• [DIRECTIONS]:
(A) Rewrite everything from "Kubrick argued that" down to "mediocre ticket sales." in the passage on Dr. Strangelove, replacing "Columbia Pictures" with "Columbia".
(B) Carry on the passage on Dr. Strangelove from the point where it stops.

• [DOCUMENT]:

What worried Kubrick the most was that Fail Safe boasted the acclaimed director Sidney Lumet and the first-rate dramatic actors Henry Fonda as the American president and Walter Matthau as the advisor to the Pentagon, Professor Groeteschele. Kubrick decided to throw a legal wrench into Fail Safes production gears. Lumet recalled in the documentary Inside the Making of Dr. Strangelove: "We started casting. Fonda was already set ... which of course meant a big commitment in terms of money. I was set, Walter [Bernstein, the screenwriter] was set ... And suddenly, this lawsuit arrived, filed by Stanley Kubrick and Columbia Pictures."

Kubrick argued that Fail Safes own source novel Fail-Safe (1962) had been plagiarized from Peter George's Red Alert, to which Kubrick owned creative rights. He pointed out unmistakable similarities in intentions between the characters Groeteschele and Strangelove. The plan worked, and the suit was settled out of court, with the agreement that Columbia Pictures, which had financed and was distributing Strangelove, also buy Fail Safe, which had been an independently financed production. Kubrick insisted that the studio release his movie first, and Fail Safe opened eight months after Dr. Strangelove, to critical acclaim but mediocre ticket sales.

Ending 
The end of the film shows Dr. Strangelove exclaiming, "Mein Führer, I can walk!" before cutting to footage of nuclear explosions, with Vera Lynn and her audience singing "We'll Meet Again". This footage comes from nuclear tests such as shot "Baker" of Operation Crossroads at Bikini Atoll, the Trinity test, a test from Operation Sandstone and the hydrogen bomb tests from Operation Redwing and Operation Ivy. In some shots, old warships (such as the German heavy cruiser Prinz Eugen), which were used as targets, are plainly visible. In others, the smoke trails of rockets used to create a calibration backdrop can be seen. Former Goon Show writer and friend of Sellers Spike Milligan was credited with suggesting Vera Lynn's song for the ending.

Original ending 

It was originally planned for the film to end with a scene that depicted everyone in the War Room involved in a pie fight. Accounts vary as to why the pie fight was cut. In a 1969 interview, Kubrick said, "I decided it was farce and not consistent with the satiric tone of the rest of the film." Critic Alexander Walker observed that "the cream pies were flying around so thickly that people lost definition, and you couldn't really say whom you were looking at." Nile Southern, son of screenwriter Terry Southern, suggested the fight was intended to be less jovial: "Since they were laughing, it was unusable, because instead of having that totally black, which would have been amazing, like, this blizzard, which in a sense is metaphorical for all of the missiles that are coming, as well, you just have these guys having a good old time. So, as Kubrick later said, 'it was a disaster of Homeric proportions.

• [INFORMATION GIVEN]:

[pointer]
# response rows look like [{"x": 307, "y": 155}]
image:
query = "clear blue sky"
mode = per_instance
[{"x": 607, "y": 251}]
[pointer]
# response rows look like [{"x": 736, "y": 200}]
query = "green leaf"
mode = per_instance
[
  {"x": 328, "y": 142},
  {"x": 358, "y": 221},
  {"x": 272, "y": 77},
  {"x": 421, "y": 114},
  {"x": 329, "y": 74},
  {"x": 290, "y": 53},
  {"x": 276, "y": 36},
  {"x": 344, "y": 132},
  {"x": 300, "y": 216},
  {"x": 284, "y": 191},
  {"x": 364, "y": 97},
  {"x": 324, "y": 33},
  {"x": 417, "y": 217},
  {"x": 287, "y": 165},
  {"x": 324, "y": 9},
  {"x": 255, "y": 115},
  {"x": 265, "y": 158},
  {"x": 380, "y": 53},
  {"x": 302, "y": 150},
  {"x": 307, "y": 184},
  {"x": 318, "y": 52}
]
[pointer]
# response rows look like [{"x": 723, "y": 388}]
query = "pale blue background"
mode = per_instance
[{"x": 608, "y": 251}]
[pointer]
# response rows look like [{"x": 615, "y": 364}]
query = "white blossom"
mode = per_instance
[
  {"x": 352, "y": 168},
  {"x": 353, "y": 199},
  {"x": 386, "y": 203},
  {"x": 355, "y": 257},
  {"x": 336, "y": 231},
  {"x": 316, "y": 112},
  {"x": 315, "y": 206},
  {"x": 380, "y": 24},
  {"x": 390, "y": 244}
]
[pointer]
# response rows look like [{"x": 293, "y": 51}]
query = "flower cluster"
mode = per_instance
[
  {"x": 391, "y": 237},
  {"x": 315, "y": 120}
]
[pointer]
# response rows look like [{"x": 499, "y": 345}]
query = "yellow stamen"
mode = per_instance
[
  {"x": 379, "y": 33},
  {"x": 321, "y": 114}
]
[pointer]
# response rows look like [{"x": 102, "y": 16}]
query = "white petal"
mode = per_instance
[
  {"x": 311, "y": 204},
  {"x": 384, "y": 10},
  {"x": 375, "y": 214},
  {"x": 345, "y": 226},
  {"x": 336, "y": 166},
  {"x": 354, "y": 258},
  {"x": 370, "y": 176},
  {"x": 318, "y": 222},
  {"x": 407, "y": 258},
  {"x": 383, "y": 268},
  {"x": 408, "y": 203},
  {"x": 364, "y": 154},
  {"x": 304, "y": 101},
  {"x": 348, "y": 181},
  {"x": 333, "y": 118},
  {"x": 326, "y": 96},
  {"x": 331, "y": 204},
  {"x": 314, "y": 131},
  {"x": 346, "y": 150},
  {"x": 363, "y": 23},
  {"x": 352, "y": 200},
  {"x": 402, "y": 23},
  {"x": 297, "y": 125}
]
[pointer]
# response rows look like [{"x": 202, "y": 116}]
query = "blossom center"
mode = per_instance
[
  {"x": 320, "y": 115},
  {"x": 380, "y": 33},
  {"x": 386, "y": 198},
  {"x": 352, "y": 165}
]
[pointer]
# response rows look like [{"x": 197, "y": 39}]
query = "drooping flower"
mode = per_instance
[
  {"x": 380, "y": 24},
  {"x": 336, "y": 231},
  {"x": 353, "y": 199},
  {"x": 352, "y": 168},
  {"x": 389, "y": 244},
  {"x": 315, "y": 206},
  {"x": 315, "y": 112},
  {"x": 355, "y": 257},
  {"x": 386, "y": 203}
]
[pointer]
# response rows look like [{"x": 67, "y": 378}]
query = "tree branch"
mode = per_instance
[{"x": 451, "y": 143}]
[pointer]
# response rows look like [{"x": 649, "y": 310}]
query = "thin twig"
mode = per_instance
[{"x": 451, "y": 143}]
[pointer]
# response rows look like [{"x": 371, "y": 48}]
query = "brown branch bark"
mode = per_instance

• [EXPECTED RESPONSES]:
(A)
Kubrick argued that Fail Safes own source novel Fail-Safe (1962) had been plagiarized from Peter George's Red Alert, to which Kubrick owned creative rights. He pointed out unmistakable similarities in intentions between the characters Groeteschele and Strangelove. The plan worked, and the suit was settled out of court, with the agreement that Columbia, which had financed and was distributing Strangelove, also buy Fail Safe, which had been an independently financed production. Kubrick insisted that the studio release his movie first, and Fail Safe opened eight months after Dr. Strangelove, to critical acclaim but mediocre ticket sales.

(B)
Effects of the Kennedy assassination on the film 
A first test screening of the film was scheduled for November 22, 1963, the day of the assassination of John F. Kennedy. The film was just weeks from its scheduled premiere, but because of the assassination, the release was delayed until late January 1964, as it was felt that the public was in no mood for such a film any sooner.

During post-production, one line by Slim Pickens, "a fella could have a pretty good weekend in Dallas with all that stuff", was dubbed to change "Dallas" to "Vegas", since Dallas was where Kennedy was killed. The original reference to Dallas survives in the English audio of the French-subtitled version of the film.

The assassination also serves as another possible reason that the pie-fight scene was cut. In the scene, after Muffley takes a pie in the face, General Turgidson exclaims: "Gentlemen! Our gallant young president has been struck down in his prime!" Editor Anthony Harvey stated that the scene "would have stayed, except that Columbia Pictures were horrified, and thought it would offend the president's family." Kubrick and others have said that the scene had already been cut before preview night because it was inconsistent with the rest of the film.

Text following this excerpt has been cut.